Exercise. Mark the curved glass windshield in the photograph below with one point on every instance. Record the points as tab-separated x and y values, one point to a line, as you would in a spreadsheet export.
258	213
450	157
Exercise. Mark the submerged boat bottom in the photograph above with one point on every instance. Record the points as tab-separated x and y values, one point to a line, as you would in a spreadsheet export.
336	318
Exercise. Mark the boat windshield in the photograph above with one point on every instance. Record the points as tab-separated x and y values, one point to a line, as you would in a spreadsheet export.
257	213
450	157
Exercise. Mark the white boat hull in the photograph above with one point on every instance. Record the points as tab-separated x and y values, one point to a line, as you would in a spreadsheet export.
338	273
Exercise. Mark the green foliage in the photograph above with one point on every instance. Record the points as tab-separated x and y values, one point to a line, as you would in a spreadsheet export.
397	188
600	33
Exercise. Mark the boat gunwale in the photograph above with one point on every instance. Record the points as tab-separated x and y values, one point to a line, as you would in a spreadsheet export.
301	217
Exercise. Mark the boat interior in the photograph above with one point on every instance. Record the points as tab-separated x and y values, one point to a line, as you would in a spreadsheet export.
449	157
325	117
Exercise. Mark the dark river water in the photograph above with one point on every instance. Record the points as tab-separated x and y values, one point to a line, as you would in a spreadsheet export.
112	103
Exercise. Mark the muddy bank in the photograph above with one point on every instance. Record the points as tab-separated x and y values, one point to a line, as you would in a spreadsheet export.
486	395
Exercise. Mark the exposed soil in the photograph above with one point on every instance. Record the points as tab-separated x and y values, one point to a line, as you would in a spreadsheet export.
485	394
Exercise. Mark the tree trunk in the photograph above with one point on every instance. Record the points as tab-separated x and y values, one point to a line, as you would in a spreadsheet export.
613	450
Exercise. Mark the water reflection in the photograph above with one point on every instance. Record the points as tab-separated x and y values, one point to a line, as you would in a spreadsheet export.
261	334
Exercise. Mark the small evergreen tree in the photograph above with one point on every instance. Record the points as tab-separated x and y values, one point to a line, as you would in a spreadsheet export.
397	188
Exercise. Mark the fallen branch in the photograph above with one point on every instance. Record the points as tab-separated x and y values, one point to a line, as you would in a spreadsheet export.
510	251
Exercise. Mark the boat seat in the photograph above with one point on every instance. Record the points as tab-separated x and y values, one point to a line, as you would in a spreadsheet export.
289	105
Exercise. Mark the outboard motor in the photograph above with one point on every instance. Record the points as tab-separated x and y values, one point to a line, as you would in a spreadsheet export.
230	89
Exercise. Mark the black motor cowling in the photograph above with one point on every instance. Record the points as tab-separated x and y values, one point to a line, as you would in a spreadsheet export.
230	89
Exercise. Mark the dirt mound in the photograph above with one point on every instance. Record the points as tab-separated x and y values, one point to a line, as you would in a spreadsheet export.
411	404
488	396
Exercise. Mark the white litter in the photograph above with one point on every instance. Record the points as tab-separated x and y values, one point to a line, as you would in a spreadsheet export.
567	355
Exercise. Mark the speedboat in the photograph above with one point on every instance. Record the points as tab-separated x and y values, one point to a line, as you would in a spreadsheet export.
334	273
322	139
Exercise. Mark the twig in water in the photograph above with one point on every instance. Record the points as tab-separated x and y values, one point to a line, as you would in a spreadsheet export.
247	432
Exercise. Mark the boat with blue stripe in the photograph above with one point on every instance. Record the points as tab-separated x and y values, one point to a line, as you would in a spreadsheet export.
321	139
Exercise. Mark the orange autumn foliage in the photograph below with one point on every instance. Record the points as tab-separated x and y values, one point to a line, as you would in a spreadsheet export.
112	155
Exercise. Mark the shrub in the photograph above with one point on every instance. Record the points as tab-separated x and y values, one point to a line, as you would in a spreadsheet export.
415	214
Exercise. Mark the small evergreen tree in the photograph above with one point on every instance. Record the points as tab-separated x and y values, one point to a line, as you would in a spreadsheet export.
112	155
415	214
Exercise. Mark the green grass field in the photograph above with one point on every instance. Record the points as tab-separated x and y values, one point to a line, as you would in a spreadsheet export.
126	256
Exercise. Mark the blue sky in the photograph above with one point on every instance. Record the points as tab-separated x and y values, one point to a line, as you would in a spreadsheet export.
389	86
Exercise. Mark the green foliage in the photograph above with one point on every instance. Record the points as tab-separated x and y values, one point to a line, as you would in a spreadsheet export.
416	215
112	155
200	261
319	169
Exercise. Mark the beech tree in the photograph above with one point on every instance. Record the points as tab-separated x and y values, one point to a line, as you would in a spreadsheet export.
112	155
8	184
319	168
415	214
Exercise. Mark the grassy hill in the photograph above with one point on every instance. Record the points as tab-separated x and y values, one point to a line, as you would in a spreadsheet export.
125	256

■ **Your instructions**
Turn every line of the items above into a numbered list, leaving out any blank lines.

■ **Exercise output**
1. Exercise. Mark the curved glass windshield in the photograph below with one point on every instance. Record the points as tab-separated x and y values, one point to a line, as you would in a spreadsheet export.
2. 258	213
3. 450	157
4. Exercise. Mark the submerged boat bottom in the photograph above with one point on every instance. Record the points as tab-separated x and y values, one point to a line, as you would in a spreadsheet export.
5. 336	318
6. Exercise. Mark the boat windshield in the photograph above with one point on every instance. Record the points as tab-separated x and y values, one point to a line, as you would in a spreadsheet export.
7. 257	213
8. 450	157
9. Exercise. Mark the white boat hull in the photograph above with one point on every instance. Record the points as tab-separated x and y values, one point to a line, as you would in a spreadsheet export.
10. 338	273
11. Exercise. Mark the green foliage in the photograph above with one point on every instance. Record the points as tab-separated x and y values, one point to a line, as you would in a spreadsheet export.
12. 397	188
13. 600	33
14. Exercise. Mark the boat gunwale in the photograph above with one point on every instance. Record the points as tab-separated x and y values, one point to a line, as you would in a spreadsheet export.
15. 301	217
16. Exercise. Mark the boat interior in the photograph above with one point on every instance. Record the points as tab-separated x and y values, one point to a line, as you would in a spreadsheet export.
17. 449	157
18. 325	117
19. Exercise. Mark the dark river water in the photograph above with one point on every instance. Record the points as tab-separated x and y values, one point to a line, as you would in a spreadsheet export.
20. 112	103
21. Exercise. Mark the muddy bank in the photograph above with one point on every instance. Record the points as tab-separated x and y values, one point to a line, as you would in a spreadsheet export.
22. 486	395
23. Exercise. Mark the exposed soil in the photograph above with one point on every instance. Record the points as tab-separated x and y values, one point to a line, as you would in a spreadsheet export.
24. 485	394
25. Exercise. Mark the tree trunk in the photograph above with one point on every instance. Record the points as tab-separated x and y values, one point to a line, as you would in a spreadsheet export.
26. 613	450
27. Exercise. Mark the water reflection in the photograph above with one point on every instance. Record the points as tab-separated x and y values, one point to a line, as you would in a spreadsheet export.
28. 261	334
29. Exercise. Mark the small evergreen tree in the photograph above with one point on every instance. Record the points as tab-separated x and y values, one point to a line, as you would in a spreadsheet export.
30. 397	188
31. Exercise. Mark the fallen branch in the photograph above with one point on every instance. Record the points as tab-separated x and y values, one point to a line, as you would in a spreadsheet export.
32. 510	251
33. Exercise. Mark the boat seat in the photograph above with one point on every instance. Record the points as tab-separated x and y values, one point to a line, as you would in a spreadsheet export.
34. 289	105
35. Exercise. Mark the outboard motor in the photograph above with one point on every instance. Record the points as tab-separated x and y values, one point to a line, as you would in a spreadsheet export.
36. 230	89
37. Exercise. Mark the black motor cowling in the photograph above with one point on every instance. Record the points as tab-separated x and y values, one point to a line, as you would in a spreadsheet export.
38. 230	89
39. Exercise. Mark the dirt mound in the photograph above with one point on every instance. Record the points as tab-separated x and y values, one point to a line, as you would in a spreadsheet export.
40. 411	404
41. 488	396
42. Exercise. Mark the white litter in the photograph above with one point on every instance. Record the points as tab-separated x and y values, one point to a line, as you would in a spreadsheet export.
43. 567	355
44. Exercise. Mark the speedboat in the photograph above with one point on every instance. Record the points as tab-separated x and y values, one point to a line, as you would in a spreadsheet export.
45. 334	273
46. 322	139
47. Exercise. Mark the twig in water in the photograph above with one point on every instance. Record the points as tab-separated x and y values, one point to a line, as you would in a spreadsheet export.
48. 247	432
49. Exercise. Mark the boat with blue stripe in the photograph above with one point on every instance. Record the points as tab-separated x and y values, one point to a line, as you would in a spreadsheet export.
50. 321	139
51. Exercise. Mark the orange autumn foliage in the photograph below with one point on every instance. Record the points as tab-separated x and y values, one point to a line, as you would in a spreadsheet export.
52. 112	155
53. Exercise. Mark the shrub in the photograph above with one point on every instance. Record the points as tab-separated x and y values, one point to a line, as you would in a spreadsheet export.
54. 415	214
55. Exercise. Mark the small evergreen tree in the photograph above with one point on every instance. Record the points as tab-separated x and y values, one point to a line, as you would in a spreadsheet export.
56. 112	155
57. 415	214
58. Exercise. Mark the green grass field in the photograph above with one point on every instance. Record the points as tab-separated x and y values, one point to a line, as you would in a spreadsheet export.
59. 126	256
60. Exercise. Mark the blue sky in the photograph above with one point on every instance. Record the points as tab-separated x and y values, one point to a line, as you would in a spreadsheet export.
61. 389	86
62. Exercise. Mark the green foliage in the photograph above with one point on every instance. Record the points as tab-separated x and y values, one point to a line, as you would in a spreadsheet export.
63. 416	215
64. 112	155
65. 200	261
66. 319	169
67. Exercise. Mark the beech tree in the photograph above with one point on every instance. Record the points as tab-separated x and y values, one point to a line, as you would in a spreadsheet export.
68. 112	155
69. 8	184
70. 319	168
71. 415	214
72. Exercise. Mark the grassy hill in the photograph above with one point on every instance. Record the points as tab-separated x and y values, one point to a line, as you would in a spreadsheet export.
73. 125	256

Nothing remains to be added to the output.